**Problems and tasks:**
(a) Answer these questions using the hospital essay:
(i) Which hospital does the visit take place in?
(ii) What do the posters in the corridor advertise?
(iii) In ancient days, where were unwanted children put?
(b) Write out the stretch of the hospital essay from "In a small room" through "to attach anymore.".
(c) Summarize the hospital essay in two sentences.
### Text under study
It was the Royal Free Hospital. Down in the bowels, past the AIDS test room. My wife and I walked past a couple awaiting results. They were chatting quite pleasantly. I don’t suppose there is anything else to do there. It was a small cut out square in the corridor. There were no windows just a lot of yellow ill air.
Before I go on, we were walking towards the abortion room. It’s tucked away in a place without light. I kid you not.
So how do I justify or really do I need to? My wife was nearly killed by the birth of our daughter. We ain’t kids anymore, my wife’s over forty so the prospect of a disabled child is higher. It wasn’t planned. But mostly my wife was nearly killed.
It was past the AIDS smell of the hospital, under the spider’s lid, the flap that takes you down as prey.
In a small room we sat cramped with other couples. There are magazines in the corridor, a library of affairs underneath posters advertising the morning after pill. So far it was easy. Natural. It was just an appointment.
In ancient days unwanted children were put inside pots and placed on hillsides. In China they leave them to die outside the train station, or at least they did. Now they have abortion gangs. They kidnap mothers and force them to give birth to still borns. There is no reason to attach anymore.
I’m not sure if human life is sacred. How can I be? There is flagrant abuse of it. Orders can be given which wipe out small handfuls in an instant, whilst a family elsewhere sues for a woman, who cannot breath on her own, hasn’t spoken or communicated in years. A president can join in this fist fight as he opens his bowels on another country. No, life is not sacred. It is rather some thing that we vitally cling on to, and because it is our only one we attribute it a sense of importance that it doesn’t deserve. By me stating that I believe that life is sacred, including yours, then perhaps you might not try and put an end to mine? We are not sacred. There is nothing sacred.
######
### Provided information
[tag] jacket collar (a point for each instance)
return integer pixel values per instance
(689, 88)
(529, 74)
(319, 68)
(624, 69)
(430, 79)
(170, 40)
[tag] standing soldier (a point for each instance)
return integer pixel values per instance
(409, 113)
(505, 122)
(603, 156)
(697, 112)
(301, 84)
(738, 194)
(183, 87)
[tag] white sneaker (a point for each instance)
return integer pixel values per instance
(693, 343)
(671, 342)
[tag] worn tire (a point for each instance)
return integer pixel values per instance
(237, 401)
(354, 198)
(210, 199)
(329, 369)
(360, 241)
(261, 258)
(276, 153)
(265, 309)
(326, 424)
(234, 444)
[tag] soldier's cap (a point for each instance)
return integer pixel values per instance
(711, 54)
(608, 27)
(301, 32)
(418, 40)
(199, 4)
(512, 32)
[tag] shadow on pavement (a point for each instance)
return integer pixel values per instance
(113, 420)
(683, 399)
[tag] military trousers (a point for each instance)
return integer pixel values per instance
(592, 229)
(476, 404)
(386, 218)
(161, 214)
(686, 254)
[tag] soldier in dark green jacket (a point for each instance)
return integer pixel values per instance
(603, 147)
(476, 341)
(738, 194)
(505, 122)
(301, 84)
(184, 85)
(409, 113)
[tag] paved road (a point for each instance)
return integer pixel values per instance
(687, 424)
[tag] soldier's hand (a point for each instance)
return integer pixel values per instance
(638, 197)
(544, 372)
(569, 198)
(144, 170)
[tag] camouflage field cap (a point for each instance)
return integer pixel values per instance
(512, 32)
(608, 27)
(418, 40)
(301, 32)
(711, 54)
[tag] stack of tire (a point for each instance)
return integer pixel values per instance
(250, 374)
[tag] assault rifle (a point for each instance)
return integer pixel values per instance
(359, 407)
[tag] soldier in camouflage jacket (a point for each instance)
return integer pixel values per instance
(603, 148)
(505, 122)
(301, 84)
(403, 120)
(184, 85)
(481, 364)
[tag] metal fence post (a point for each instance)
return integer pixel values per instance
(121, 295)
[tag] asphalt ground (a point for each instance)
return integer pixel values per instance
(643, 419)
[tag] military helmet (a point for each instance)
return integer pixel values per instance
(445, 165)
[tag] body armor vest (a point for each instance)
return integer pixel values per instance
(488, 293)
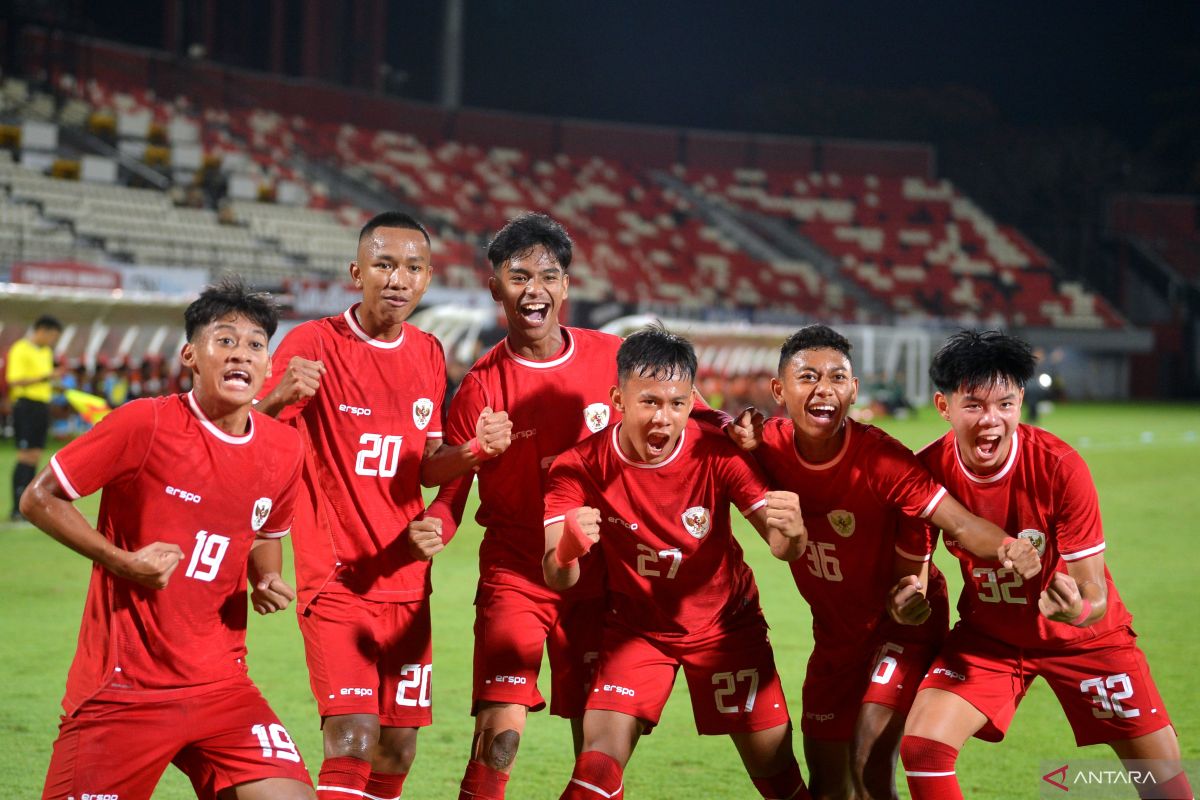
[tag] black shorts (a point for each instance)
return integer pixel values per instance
(30, 423)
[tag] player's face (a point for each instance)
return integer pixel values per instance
(229, 361)
(532, 288)
(394, 270)
(983, 420)
(817, 386)
(654, 414)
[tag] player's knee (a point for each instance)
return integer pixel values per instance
(396, 751)
(503, 750)
(353, 735)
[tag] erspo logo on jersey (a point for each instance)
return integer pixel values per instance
(183, 494)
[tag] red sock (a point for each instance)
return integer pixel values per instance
(385, 786)
(1177, 788)
(341, 774)
(481, 782)
(929, 767)
(785, 786)
(597, 776)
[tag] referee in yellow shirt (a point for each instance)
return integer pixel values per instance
(30, 372)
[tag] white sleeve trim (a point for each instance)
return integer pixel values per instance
(1083, 554)
(933, 504)
(273, 534)
(64, 481)
(913, 558)
(755, 507)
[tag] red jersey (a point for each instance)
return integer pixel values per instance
(675, 571)
(552, 405)
(1043, 493)
(365, 432)
(853, 507)
(169, 475)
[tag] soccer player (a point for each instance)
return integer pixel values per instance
######
**Exercise results:**
(a)
(i) The Royal Free Hospital.
(ii) The morning after pill.
(iii) Inside pots placed on hillsides.

(b)
In a small room we sat cramped with other couples. There are magazines in the corridor, a library of affairs underneath posters advertising the morning after pill. So far it was easy. Natural. It was just an appointment.
In ancient days unwanted children were put inside pots and placed on hillsides. In China they leave them to die outside the train station, or at least they did. Now they have abortion gangs. They kidnap mothers and force them to give birth to still borns. There is no reason to attach anymore.

(c) The narrator and their wife go to an abortion appointment at the Royal Free Hospital, passing the AIDS test room on the way to a small room where other couples wait; the reasons given are that the wife nearly died giving birth to their daughter, she is over forty, and the pregnancy was not planned. The narrator then recalls how unwanted children were treated in ancient days and in China and argues that human life is not sacred but something people cling to because it is their only one.